> _Work request_: For the excerpt about Dylan's albums below, mark each statement yes or no depending on whether it agrees with the excerpt, and quote the words that decide it. (a) TIME OUT OF MIND and LOVE AND THEFT both use blues as their central structure. (b) DESIRE is named as one of the very personal albums. (c) TIME OUT OF MIND is said to feel like BLOOD ON THE TRACKS aged about twenty years.

> _Excerpt to read_:
[Start of Attachment]

Because this is the release immediately after TIME OUT OF MIND, an album that won Dylan critical praise and renewed interest, I feel I need to clarify LOVE AND THEFT's relationship to TIME OUT OF MIND. TIME OUT OF MIND, which plays like a concept album about death and being in love with a woman he wishes he wasn't, feels like BLOOD ON THE TRACKS aged twenty or so years, and an utter weariness permeates the proceedings. (Taken in this context, "To Make You Feel My Love" stands as one of the most depressing and pained things Dylan ever wrote).
And just like BLOOD ON THE TRACKS and DESIRE, TIME OUT OF MIND and LOVE AND THEFT are two completely different albums. BLOOD and TOOM are very personal albums. DESIRE has a weird world beat, and LOVE AND THEFT, although much closer to TOOM in its musical foundation (for both share blues as their central structure), loses the intimacy of TOOM, which creates yet another paradox, because TOOM has all the intimate factors that make Blues feel so personal to us, and yet LOVE AND THEFT loses that feeling of raw intimacy and yet it better captures the blues genre that TOOM does. TOOM is personal application of Blues principles, where LOVE AND THEFT is more of a textbook study of the tensions of the blues genre.

[End of Attachment]

> _Entries shown_:
[Start of Attachment]

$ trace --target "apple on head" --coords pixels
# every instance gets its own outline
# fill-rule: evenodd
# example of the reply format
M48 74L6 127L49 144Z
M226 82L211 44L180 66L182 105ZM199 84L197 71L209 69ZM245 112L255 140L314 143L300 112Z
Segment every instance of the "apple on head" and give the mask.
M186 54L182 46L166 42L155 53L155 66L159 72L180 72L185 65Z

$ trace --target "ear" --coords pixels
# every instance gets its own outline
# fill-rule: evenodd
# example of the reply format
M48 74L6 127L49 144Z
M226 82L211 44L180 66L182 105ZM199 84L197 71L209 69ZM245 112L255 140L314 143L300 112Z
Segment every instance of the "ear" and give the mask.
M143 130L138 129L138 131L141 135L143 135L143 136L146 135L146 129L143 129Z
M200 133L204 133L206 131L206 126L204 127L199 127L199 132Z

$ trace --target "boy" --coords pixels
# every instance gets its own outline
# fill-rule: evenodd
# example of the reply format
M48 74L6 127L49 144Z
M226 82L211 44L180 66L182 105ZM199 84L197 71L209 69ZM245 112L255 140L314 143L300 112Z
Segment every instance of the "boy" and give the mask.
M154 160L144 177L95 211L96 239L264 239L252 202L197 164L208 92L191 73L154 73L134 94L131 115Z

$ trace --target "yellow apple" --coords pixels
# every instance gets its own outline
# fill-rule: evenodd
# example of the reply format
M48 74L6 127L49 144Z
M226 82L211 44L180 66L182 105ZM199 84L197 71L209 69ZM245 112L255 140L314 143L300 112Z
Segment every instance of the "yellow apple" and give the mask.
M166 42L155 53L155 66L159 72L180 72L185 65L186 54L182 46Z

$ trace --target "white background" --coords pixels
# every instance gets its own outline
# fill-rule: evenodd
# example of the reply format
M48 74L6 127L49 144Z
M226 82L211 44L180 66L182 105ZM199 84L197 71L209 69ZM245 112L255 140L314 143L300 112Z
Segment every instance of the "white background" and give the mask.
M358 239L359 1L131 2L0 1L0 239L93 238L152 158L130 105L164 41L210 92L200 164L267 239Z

[End of Attachment]

> _Response to the task_:
(a) Yes: "for both share blues as their central structure"
(b) No: "BLOOD and TOOM are very personal albums. DESIRE has a weird world beat"
(c) Yes: "feels like BLOOD ON THE TRACKS aged twenty or so years"